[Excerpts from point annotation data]
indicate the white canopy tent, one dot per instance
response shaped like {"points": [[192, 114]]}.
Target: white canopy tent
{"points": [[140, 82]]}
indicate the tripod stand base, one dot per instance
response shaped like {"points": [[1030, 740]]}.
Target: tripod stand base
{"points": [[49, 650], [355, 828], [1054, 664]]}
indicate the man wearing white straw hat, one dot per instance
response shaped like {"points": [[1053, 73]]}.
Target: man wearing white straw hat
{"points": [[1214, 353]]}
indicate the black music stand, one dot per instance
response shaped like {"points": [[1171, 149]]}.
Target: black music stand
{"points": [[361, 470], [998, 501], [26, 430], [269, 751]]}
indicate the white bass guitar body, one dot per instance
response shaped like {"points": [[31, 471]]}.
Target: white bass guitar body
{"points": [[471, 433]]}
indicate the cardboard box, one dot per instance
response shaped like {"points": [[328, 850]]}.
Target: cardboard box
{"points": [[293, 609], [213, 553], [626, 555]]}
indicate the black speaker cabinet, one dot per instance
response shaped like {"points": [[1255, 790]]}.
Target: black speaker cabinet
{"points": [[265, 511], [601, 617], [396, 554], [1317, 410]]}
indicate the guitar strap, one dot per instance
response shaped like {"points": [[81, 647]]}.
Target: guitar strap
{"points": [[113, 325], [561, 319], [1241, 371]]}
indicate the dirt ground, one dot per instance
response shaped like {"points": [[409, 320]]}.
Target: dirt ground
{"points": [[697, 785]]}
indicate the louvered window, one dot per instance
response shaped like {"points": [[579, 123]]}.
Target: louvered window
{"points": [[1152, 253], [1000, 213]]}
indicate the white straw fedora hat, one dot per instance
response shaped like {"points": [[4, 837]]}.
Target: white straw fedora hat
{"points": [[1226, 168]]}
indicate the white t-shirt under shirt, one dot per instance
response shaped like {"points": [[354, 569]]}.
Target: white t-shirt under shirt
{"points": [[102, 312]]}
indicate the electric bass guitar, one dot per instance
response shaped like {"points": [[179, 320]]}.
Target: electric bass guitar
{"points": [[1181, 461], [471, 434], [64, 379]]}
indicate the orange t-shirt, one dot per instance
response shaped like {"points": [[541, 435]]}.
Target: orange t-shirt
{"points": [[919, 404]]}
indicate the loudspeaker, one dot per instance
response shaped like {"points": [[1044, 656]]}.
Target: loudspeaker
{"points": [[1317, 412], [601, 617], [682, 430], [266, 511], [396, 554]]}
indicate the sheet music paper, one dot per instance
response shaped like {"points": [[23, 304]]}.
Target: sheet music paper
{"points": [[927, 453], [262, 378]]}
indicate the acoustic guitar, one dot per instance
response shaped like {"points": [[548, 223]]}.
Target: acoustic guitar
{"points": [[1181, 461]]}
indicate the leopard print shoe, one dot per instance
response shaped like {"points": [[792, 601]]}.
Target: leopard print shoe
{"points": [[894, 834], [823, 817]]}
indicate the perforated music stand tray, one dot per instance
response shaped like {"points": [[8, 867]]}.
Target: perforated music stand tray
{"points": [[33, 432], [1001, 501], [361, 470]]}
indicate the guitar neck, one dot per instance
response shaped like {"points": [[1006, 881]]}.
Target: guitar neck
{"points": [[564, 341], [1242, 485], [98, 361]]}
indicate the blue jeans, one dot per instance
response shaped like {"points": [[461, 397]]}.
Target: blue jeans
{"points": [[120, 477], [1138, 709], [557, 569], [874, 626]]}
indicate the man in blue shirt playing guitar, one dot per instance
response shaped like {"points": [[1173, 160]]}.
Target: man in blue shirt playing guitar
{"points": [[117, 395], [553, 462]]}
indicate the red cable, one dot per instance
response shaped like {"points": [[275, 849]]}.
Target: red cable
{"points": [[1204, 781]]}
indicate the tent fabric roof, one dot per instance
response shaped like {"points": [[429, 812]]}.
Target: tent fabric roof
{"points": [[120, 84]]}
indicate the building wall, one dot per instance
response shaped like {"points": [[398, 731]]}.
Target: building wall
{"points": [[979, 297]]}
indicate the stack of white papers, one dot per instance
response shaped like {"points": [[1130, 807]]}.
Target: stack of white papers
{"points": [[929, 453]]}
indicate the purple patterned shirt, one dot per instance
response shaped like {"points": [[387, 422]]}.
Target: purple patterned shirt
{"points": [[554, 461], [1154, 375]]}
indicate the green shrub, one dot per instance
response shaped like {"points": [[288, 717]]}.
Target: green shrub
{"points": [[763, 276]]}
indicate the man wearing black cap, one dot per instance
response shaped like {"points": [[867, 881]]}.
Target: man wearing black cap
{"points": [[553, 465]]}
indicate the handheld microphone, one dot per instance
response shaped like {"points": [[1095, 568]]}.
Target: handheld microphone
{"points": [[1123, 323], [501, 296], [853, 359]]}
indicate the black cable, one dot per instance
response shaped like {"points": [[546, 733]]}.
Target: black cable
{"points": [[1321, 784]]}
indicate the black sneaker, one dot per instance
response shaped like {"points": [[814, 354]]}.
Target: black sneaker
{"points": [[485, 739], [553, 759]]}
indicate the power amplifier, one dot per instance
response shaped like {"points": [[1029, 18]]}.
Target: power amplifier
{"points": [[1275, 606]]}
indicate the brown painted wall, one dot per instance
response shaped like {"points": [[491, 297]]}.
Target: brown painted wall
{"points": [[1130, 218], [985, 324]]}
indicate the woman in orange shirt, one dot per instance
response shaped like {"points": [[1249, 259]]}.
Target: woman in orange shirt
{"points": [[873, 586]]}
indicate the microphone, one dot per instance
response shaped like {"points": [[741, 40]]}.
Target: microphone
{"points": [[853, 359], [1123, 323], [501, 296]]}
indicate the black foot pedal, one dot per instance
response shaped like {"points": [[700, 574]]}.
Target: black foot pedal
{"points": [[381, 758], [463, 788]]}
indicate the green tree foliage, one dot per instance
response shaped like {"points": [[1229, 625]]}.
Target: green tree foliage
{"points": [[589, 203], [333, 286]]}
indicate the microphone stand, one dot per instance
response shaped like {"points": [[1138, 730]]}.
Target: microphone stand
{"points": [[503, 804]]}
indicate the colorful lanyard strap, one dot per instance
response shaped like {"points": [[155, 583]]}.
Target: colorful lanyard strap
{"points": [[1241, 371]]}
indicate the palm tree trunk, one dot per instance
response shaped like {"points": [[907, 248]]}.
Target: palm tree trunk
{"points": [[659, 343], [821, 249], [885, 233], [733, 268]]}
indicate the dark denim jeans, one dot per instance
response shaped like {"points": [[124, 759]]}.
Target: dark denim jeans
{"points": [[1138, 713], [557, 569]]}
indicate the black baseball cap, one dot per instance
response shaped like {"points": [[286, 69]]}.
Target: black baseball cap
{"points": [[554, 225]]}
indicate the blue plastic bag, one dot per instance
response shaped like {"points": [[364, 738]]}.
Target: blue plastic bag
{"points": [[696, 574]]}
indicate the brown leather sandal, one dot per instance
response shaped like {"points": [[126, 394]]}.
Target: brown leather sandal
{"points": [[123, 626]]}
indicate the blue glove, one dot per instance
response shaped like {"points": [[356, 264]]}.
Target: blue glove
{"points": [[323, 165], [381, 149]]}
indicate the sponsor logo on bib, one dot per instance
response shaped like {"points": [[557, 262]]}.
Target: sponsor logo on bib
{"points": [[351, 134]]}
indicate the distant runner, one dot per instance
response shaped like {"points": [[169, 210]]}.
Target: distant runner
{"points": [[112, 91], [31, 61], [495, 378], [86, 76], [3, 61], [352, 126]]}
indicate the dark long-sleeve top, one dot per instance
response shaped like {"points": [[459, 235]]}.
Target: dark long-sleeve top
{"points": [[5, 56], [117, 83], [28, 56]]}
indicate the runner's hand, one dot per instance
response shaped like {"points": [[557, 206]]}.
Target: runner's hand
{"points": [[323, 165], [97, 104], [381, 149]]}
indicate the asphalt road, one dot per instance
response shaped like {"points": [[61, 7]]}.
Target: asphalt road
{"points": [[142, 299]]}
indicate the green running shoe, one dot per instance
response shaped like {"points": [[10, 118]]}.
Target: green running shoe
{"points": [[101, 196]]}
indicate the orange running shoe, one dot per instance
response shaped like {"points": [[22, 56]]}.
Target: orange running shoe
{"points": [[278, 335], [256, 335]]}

* **EXERCISE REQUIREMENTS**
Everything from the line that contains "indicate the dark long-sleeve" through the end of the records must be duplicated exactly, and nothing outside that range.

* **RESULT BELOW**
indicate the dark long-sleeve top, one dot per instance
response shaped like {"points": [[459, 235]]}.
Target: dark long-sleeve top
{"points": [[5, 56], [117, 83], [28, 56]]}
indicate the runner's hand, one dot per instance
response shaped like {"points": [[557, 206]]}.
Target: runner's hand
{"points": [[323, 165], [97, 104], [381, 149]]}
indicate the asphalt road, one dot per instance
response shaped like {"points": [[61, 7]]}.
Target: asphalt road
{"points": [[142, 299]]}
indicate the green running shoe, one dot per instance
response shaped like {"points": [[10, 118]]}.
Target: green running shoe
{"points": [[101, 196]]}
indicate the orange running shoe, one dot per instance
response shaped like {"points": [[22, 56]]}.
Target: orange running shoe
{"points": [[278, 335], [256, 335]]}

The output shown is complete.